■ Data provided:
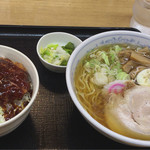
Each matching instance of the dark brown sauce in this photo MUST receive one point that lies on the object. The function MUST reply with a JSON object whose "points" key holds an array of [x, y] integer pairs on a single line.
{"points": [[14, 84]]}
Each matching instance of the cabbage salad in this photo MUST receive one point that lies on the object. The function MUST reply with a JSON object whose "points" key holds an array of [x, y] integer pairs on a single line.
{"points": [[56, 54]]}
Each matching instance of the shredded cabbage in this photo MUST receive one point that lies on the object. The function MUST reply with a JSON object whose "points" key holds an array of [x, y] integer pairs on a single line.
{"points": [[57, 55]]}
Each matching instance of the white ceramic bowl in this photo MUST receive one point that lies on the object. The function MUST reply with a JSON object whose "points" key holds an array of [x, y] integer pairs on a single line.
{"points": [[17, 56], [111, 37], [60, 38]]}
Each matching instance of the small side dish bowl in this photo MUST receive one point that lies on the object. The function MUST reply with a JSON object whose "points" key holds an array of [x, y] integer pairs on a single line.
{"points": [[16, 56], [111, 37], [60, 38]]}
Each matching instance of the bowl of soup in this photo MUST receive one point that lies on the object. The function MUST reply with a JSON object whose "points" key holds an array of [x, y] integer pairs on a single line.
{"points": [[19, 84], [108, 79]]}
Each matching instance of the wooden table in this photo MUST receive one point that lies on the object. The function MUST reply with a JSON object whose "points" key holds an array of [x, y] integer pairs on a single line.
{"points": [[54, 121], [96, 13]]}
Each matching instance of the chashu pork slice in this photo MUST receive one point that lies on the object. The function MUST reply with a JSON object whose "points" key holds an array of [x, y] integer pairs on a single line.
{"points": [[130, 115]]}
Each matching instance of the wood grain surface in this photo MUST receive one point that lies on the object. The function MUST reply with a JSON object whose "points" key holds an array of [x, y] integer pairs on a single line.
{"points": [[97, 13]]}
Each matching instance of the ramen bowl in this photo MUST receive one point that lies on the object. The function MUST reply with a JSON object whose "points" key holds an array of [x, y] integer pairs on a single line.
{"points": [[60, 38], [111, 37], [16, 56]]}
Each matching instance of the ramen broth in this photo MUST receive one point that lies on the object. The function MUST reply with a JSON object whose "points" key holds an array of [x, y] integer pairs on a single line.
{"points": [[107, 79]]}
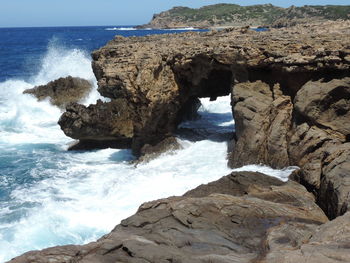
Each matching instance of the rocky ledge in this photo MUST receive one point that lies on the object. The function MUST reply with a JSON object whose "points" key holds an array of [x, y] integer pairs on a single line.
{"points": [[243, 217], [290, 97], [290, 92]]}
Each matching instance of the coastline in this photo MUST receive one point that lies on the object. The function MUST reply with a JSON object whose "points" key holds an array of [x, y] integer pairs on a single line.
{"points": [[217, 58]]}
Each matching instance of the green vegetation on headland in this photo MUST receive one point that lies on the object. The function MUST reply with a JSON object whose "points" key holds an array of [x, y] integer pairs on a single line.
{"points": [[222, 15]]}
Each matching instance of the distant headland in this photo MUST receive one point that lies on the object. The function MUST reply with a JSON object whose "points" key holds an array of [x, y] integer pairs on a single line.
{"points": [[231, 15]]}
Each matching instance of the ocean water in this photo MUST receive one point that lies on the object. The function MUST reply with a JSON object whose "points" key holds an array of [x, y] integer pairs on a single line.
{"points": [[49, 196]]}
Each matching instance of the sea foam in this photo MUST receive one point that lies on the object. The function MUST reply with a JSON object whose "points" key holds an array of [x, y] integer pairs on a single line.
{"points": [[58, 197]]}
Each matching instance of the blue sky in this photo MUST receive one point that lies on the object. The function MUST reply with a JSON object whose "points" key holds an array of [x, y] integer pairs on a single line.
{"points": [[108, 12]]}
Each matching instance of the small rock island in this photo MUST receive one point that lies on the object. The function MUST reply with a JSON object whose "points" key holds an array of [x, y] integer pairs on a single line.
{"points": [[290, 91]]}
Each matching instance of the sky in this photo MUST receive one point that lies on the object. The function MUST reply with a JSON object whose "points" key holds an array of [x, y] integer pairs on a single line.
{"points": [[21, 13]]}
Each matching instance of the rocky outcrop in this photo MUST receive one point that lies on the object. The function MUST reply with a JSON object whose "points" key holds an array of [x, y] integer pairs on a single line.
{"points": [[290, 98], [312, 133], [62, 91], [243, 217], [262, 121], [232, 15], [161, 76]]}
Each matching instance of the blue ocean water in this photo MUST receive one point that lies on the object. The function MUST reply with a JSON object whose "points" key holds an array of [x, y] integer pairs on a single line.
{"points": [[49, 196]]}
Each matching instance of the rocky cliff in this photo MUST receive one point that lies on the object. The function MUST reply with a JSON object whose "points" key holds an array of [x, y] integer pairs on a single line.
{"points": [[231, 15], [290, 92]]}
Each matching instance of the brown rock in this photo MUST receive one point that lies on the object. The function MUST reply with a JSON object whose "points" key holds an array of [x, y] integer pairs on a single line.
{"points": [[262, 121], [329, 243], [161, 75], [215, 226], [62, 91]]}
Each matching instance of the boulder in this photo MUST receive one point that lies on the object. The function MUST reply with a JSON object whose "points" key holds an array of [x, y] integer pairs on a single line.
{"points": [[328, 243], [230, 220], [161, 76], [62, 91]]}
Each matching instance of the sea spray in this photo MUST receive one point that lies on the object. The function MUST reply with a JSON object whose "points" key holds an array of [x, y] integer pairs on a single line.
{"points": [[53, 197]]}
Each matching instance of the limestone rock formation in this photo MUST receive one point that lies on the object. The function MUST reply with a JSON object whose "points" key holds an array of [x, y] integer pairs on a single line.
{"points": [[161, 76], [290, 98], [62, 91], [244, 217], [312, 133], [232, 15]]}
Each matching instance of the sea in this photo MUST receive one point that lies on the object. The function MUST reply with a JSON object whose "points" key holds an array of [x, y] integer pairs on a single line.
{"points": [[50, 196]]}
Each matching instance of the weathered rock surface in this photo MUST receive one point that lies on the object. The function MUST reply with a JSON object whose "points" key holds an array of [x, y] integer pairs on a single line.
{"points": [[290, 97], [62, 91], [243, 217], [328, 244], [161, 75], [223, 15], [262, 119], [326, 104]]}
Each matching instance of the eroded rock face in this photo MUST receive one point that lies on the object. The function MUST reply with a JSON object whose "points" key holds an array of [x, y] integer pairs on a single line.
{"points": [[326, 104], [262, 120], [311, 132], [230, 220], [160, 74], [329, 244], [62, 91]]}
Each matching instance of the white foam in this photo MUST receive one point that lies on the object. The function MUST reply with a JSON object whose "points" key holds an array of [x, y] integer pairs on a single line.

■ The problem:
Only the pictures are to be omitted; restate everything else above exactly.

■ Answer to this exercise:
Each matching instance of the dark brown sauce in this photo MUST receive one point that lies on the object. The function MUST reply with a JSON object whose "points" key holds an array of [x, y] integer pairs on a single line.
{"points": [[14, 84]]}
Each matching instance of the cabbage salad in this photo MUST receive one point that lies on the object. The function MUST reply with a JSON object whose "points" key holds an array of [x, y] integer pairs on a single line.
{"points": [[56, 54]]}
Each matching instance of the shredded cabbage in this photo MUST receive one point that lies on the object. The function MUST reply with a JSON object whose "points" key holds an array of [x, y] integer pairs on a single line.
{"points": [[57, 55]]}
Each matching instance of the white ceramic bowl in this photo MUST receive one point that lies on the object. The function MUST reply with a JSON object whose "points" key holds an array of [x, y] integer pairs on a single line.
{"points": [[17, 56], [111, 37], [60, 38]]}
Each matching instance of the small side dish bowl in this photo MUST receive one point that lies on the object. The function MUST reply with a JSON object whose "points" key holds an array of [x, y] integer pairs on a single line.
{"points": [[16, 56], [111, 37], [60, 38]]}
Each matching instance of the bowl of soup in this photo MUST receive one point that lies on the object. The function MUST reply with a JSON object whose "points" key holds an array of [x, y] integer pairs on a single line.
{"points": [[19, 84], [108, 79]]}
Each matching instance of the wooden table in this photo MUST receive one point that lies on the object. The function MUST reply with a JSON object whose "points" key holds an array of [x, y] integer pairs on a single line.
{"points": [[54, 121], [96, 13]]}
Each matching instance of the chashu pork slice in this photo MUST receive one point that lies on the object. The function MUST reply with a JSON object whose "points" key holds an array of [x, y] integer pairs on a single line.
{"points": [[130, 115]]}
Each matching instance of the wood grain surface in this photo MUST receive one point that lies on the object. The function MUST reply with a JSON object whose "points" key holds an array of [x, y] integer pairs on a single line.
{"points": [[97, 13]]}
Each matching instance of the ramen bowl in this photo MUST receive one point that lies on the object. The function MUST reply with a JSON object whose "points" key holds an array of [x, y] integer pairs on a single line.
{"points": [[60, 38], [111, 37], [16, 56]]}
Each matching instance of the ramen broth in this photo MUST receive one point that lies on the object. The function MUST reply with a JSON object whose "points" key holds an array of [x, y] integer pairs on a single line.
{"points": [[107, 79]]}
Each matching instance of the rocky ledge in this photo MUST receive one point that lies on the object. The function MUST reply with a JSON object whose "points" key holds an array of [x, y] integer pairs on a single line.
{"points": [[243, 217], [290, 97], [290, 92]]}
Each matching instance of the coastline in this photo MUST receive one point that lies on the object. The function MUST reply with a JSON object whose "points" key holds an array of [x, y] integer pairs on a single line.
{"points": [[217, 58]]}
Each matching instance of the green vegetation on headland in this photo MUST receive one point that lies on the object. The function MUST reply with a JSON object whose "points" key holds an array of [x, y] integer pairs on a single line.
{"points": [[222, 15]]}
Each matching instance of the distant headland in this photo MUST receive one point that lies on the object. The function MUST reply with a JSON object whose "points" key holds an array of [x, y] integer pairs on a single line.
{"points": [[231, 15]]}
Each matching instance of the ocean water in this photo MUST receive one point that lies on the object. The function MUST reply with a JSON object whose "points" key holds an array of [x, y] integer pairs on a single line.
{"points": [[49, 196]]}
Each matching instance of the sea foam in this photo MUST receive one point that lies on the object. The function MUST reply with a JSON object whose "points" key holds an array of [x, y] integer pairs on a single line.
{"points": [[58, 197]]}
Each matching instance of the blue sky in this photo MUST receive one point that lies on the object. The function MUST reply with a JSON object whose "points" key holds an array of [x, y] integer pairs on a single line.
{"points": [[108, 12]]}
Each matching instance of the small rock island in this photo MUST receive one point that lies on the object. The function MUST reply with a JSON object whose "points" key holds an array of [x, y] integer pairs on a single line.
{"points": [[290, 91]]}
Each matching instance of the sky in this photo MUST receive one point that lies on the object. The function MUST reply with a JSON object whose "points" key holds an array of [x, y] integer pairs on a single line.
{"points": [[21, 13]]}
Each matching instance of the rocky outcrop in this photo MUST receive one point that lies on the object. The function MUST reply with a JSON object whose "points" key holds an array of [x, y] integer pairs on a single line.
{"points": [[290, 98], [312, 133], [62, 91], [243, 217], [262, 121], [232, 15], [161, 76]]}
Each matching instance of the blue ocean water in this photo MUST receive one point that lies on the object. The function MUST reply with a JSON object whose "points" key holds an array of [x, y] integer pairs on a single line.
{"points": [[49, 196]]}
Each matching instance of the rocky cliff in this photo MUST receive one point that lies on the object. The function MUST reply with a JSON object whose "points" key holds an array of [x, y] integer pairs on a single line.
{"points": [[231, 15], [290, 92]]}
Each matching instance of the brown rock in this photo MUST receive one point that lies on the object. The function MUST reply with a JSON object whose "points" key holds an array of [x, y] integer pairs on a single line.
{"points": [[262, 121], [329, 243], [161, 75], [215, 226], [62, 91]]}
Each matching instance of the boulder in this photo MUST receive one point that lies on the object. The function MUST reply with a JSON object whose "points" key holds an array of [x, y] integer pairs on a single line.
{"points": [[328, 243], [230, 220], [161, 76], [62, 91]]}
Each matching instance of the sea spray in this photo MUST receive one point that lies on the object. The function MUST reply with a JSON object whose "points" key holds an array of [x, y] integer pairs on a single line.
{"points": [[53, 197]]}
Each matching instance of the limestone rock formation in this photo MUST receive one point that lies on the object. The function MUST reply with a JSON object whose "points" key holds an array of [x, y] integer pairs on a single line.
{"points": [[161, 76], [290, 98], [62, 91], [244, 217], [312, 133], [232, 15]]}
Each matching instance of the sea in this photo MUST receive one point that lies on the object. The function MUST reply with a JSON object whose "points" key holds an array of [x, y] integer pairs on a single line.
{"points": [[50, 196]]}
Each matching instance of the weathered rock surface in this photo MUST receive one point that lies on the object. The function MUST reply with a JSON object whose "points" key holds an array of [x, y] integer pairs on a single line.
{"points": [[290, 97], [62, 91], [243, 217], [328, 244], [161, 75], [223, 15], [262, 119], [326, 104]]}
Each matching instance of the eroded rock face in this photo MUST receive one point that lies on the object. The function MUST reply with a JSON object whose "points" key holds an array of [x, y] integer pairs on a single line.
{"points": [[326, 104], [262, 120], [311, 132], [230, 220], [160, 74], [329, 244], [62, 91]]}
Each matching instance of the white foam in this photo MUST receive one point that lies on the object. The function MUST reply with a JSON object whose "points" key holds an array of [x, y] integer pairs on a single line.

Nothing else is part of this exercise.